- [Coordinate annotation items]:
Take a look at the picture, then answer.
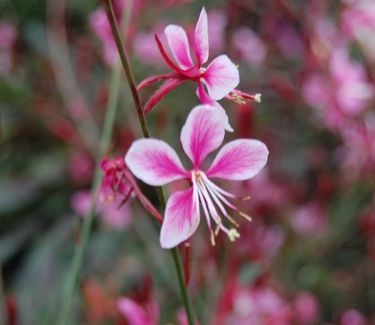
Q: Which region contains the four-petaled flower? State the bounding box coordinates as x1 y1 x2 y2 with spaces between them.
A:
125 105 268 248
138 8 242 124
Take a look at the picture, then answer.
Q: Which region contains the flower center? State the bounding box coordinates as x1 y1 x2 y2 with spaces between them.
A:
191 170 251 245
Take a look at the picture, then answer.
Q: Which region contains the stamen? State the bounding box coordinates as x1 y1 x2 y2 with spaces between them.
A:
254 93 262 103
227 228 240 242
215 225 220 236
210 230 215 246
225 214 240 227
238 210 253 222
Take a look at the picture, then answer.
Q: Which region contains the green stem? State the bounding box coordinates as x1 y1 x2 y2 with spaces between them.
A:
103 0 150 138
103 0 194 325
58 59 121 325
171 247 194 325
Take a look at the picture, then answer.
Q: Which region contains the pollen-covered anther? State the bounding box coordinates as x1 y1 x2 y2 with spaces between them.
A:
225 214 240 227
199 67 206 75
238 211 253 222
254 93 262 103
210 230 215 246
228 228 240 242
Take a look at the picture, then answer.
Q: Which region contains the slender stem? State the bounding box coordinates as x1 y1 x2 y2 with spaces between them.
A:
103 0 194 325
58 59 121 325
0 263 8 324
104 0 150 138
171 247 194 325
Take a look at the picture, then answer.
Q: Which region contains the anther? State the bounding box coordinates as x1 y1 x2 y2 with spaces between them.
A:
228 228 240 242
225 215 240 227
238 211 253 222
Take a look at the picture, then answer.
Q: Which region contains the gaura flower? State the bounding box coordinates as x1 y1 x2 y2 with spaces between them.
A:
125 105 268 248
138 8 260 119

- [Directions]:
Which lines in the items above contain the string "flower"? Pick out and copy each of those lines, matching uppercase and lowercase exactly.

- [Full response]:
Q: Which region contains the four-petaled flower? State the bounding box coordinates as x1 y1 x2 y2 with spaces between them.
Q: Which region contains the flower center? State the bounding box coordinates as x1 y1 x2 y2 with spaces between them.
Q: Which region contains the gaura flower? State the bounding box coordinates as x1 y1 x2 y2 with spaces between them.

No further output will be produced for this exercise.